»»
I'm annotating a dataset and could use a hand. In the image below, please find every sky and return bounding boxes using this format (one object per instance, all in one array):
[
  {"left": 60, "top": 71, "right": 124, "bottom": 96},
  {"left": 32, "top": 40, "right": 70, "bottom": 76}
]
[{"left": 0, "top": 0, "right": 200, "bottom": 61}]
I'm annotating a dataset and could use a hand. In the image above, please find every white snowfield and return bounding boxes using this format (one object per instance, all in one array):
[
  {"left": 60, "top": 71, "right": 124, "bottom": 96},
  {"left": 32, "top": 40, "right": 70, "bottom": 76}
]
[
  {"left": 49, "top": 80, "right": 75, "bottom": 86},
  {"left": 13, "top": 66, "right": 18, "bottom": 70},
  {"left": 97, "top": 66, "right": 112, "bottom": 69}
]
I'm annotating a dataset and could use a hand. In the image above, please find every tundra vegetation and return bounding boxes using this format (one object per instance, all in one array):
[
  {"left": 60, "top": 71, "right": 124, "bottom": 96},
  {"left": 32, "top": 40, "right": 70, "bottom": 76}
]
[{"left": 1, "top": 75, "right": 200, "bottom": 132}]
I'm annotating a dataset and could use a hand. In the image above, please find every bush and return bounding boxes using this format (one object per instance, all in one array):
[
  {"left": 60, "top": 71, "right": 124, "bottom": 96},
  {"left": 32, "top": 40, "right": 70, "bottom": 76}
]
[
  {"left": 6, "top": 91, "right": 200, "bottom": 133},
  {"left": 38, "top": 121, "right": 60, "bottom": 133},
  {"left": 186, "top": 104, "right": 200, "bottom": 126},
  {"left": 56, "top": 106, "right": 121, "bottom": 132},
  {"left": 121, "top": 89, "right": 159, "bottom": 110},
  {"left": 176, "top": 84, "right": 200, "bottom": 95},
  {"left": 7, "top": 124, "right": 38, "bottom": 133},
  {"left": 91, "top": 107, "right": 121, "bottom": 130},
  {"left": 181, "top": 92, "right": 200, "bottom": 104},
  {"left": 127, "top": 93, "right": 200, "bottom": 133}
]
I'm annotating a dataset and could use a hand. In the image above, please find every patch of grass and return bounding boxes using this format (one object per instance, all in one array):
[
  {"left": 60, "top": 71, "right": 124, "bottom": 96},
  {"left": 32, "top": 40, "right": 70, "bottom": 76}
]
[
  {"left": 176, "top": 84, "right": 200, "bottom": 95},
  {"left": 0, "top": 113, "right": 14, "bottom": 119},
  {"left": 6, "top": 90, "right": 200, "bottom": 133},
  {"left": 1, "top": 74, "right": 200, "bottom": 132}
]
««
*Brief:*
Write out the line containing "find every bush" and every line after it through the end of the entries. Keep each one exactly as it is, and add nothing.

*Task solution:*
I'm annotating a dataset and could use a hand. In the image above, please find every bush and return bounding boxes using this format (one object per instance, all in one array):
[
  {"left": 60, "top": 71, "right": 124, "bottom": 96},
  {"left": 32, "top": 40, "right": 70, "bottom": 76}
]
[
  {"left": 6, "top": 91, "right": 200, "bottom": 133},
  {"left": 38, "top": 121, "right": 60, "bottom": 133},
  {"left": 186, "top": 104, "right": 200, "bottom": 126},
  {"left": 56, "top": 106, "right": 121, "bottom": 132},
  {"left": 121, "top": 89, "right": 159, "bottom": 110},
  {"left": 176, "top": 84, "right": 200, "bottom": 95},
  {"left": 7, "top": 124, "right": 38, "bottom": 133},
  {"left": 91, "top": 107, "right": 121, "bottom": 130},
  {"left": 181, "top": 92, "right": 200, "bottom": 104},
  {"left": 127, "top": 93, "right": 200, "bottom": 133}
]
I'm annotating a dataset and could use a hand. In the image above, please find every patch of grass and return bounding boxes using this format (one object per instance, all in one array):
[
  {"left": 60, "top": 71, "right": 124, "bottom": 96},
  {"left": 32, "top": 40, "right": 70, "bottom": 76}
]
[
  {"left": 176, "top": 84, "right": 200, "bottom": 95},
  {"left": 0, "top": 113, "right": 14, "bottom": 119},
  {"left": 6, "top": 90, "right": 200, "bottom": 133},
  {"left": 1, "top": 74, "right": 200, "bottom": 132}
]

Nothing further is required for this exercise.